◆ EXERCISE OBJECTIVE ◆
Which lines below contain the word "identify"? Copy each of them.

□ □ □ □ □ □ □

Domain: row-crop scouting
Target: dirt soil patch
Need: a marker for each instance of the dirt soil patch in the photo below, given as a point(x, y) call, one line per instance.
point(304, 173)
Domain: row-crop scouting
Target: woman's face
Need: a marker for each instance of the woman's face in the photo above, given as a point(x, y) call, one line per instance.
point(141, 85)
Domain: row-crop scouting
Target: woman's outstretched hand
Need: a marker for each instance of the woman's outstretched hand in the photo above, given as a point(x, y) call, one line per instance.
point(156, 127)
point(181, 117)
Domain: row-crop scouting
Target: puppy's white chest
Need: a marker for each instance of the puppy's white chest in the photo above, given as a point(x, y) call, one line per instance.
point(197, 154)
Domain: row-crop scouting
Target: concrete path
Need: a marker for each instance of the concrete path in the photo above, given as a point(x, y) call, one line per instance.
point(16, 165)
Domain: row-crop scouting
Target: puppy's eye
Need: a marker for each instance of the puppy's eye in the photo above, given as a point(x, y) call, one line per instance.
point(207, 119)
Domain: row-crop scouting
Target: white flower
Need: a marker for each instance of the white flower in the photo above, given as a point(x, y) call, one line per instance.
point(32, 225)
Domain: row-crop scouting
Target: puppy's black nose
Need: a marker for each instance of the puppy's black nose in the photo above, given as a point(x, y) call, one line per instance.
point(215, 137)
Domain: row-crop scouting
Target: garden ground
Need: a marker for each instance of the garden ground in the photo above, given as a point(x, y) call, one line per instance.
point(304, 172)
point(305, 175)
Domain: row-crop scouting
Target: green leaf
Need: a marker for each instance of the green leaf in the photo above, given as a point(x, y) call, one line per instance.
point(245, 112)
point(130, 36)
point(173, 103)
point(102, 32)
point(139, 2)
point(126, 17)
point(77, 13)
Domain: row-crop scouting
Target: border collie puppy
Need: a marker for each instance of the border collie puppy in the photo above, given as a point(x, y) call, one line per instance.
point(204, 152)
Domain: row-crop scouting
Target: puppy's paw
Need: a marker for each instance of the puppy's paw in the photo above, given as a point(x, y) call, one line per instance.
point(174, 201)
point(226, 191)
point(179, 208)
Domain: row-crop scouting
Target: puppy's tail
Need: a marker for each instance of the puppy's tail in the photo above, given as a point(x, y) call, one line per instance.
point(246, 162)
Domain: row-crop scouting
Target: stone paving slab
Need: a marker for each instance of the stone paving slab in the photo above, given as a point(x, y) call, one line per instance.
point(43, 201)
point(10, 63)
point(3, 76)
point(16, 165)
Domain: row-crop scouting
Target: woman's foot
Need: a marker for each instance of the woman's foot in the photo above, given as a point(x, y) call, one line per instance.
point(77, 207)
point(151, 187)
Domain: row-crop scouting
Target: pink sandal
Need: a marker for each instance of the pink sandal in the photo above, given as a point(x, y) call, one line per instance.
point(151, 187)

□ □ □ □ □ □ □

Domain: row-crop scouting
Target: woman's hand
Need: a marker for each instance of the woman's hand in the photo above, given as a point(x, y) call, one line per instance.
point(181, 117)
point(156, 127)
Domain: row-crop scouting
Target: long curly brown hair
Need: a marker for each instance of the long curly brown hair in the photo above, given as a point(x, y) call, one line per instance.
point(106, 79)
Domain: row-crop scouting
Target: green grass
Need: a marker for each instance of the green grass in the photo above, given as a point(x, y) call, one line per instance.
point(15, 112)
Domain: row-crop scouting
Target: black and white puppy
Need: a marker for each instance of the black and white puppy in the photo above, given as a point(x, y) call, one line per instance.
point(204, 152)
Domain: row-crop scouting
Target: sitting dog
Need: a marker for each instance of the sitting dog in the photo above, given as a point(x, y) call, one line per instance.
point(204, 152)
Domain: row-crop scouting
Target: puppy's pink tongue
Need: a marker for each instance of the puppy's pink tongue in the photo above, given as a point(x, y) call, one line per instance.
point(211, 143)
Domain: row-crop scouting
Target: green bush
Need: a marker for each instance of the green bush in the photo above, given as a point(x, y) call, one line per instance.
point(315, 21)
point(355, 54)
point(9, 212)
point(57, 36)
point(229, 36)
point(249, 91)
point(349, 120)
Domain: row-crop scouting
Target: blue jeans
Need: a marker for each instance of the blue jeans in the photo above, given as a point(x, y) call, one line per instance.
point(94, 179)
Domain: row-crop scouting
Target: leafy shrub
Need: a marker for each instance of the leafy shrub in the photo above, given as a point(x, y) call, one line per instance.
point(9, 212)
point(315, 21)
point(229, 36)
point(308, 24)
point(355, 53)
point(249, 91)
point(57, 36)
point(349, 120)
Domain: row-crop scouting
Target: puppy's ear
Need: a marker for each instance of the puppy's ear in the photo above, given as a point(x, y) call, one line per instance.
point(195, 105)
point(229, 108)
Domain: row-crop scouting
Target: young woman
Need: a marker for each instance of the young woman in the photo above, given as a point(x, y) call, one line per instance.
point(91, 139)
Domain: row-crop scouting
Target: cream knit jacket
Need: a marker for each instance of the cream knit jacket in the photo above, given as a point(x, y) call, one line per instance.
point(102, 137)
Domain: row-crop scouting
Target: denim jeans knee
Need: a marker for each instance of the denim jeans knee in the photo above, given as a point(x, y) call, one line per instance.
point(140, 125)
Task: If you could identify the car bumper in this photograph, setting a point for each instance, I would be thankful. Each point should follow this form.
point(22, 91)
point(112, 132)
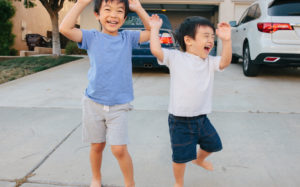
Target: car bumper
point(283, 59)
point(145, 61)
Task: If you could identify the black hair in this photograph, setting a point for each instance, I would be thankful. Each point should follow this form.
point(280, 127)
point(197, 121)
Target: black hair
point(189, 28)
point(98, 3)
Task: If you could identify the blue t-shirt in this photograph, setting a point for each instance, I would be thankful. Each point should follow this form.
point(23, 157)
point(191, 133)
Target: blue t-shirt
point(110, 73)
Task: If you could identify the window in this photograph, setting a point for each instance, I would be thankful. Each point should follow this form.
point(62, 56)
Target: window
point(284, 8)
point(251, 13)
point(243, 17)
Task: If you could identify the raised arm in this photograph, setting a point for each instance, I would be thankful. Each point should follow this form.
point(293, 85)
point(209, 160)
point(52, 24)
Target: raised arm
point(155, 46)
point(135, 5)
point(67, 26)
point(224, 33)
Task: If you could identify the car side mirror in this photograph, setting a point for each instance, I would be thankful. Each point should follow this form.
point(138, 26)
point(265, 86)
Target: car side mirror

□ □ □ □ □ □ □

◆ YOUR RESPONSE ◆
Task: If you could identify the car bumper in this photograph, setting a point for each instance, I would be thankful. Each point should follow this form.
Task: If you could identify the black hair in this photograph, setting a point for each instance, I would be thankful. Each point should follow this form.
Task: If you could identify the blue t-shirt in this photograph, setting a point for each instance, I would be thankful. Each point should follow this form.
Task: If you could identify the window in this photograph, setting a point for each instance, I would be thankful. Each point should follow this form.
Task: If you could identify the raised arm in this photograph, setting a point for each instance, I would be thankful. Each point should follow this form.
Task: If you could identify the car side mirror in this photograph, setting a point for each instance, I would be thankful. Each point should follow this form.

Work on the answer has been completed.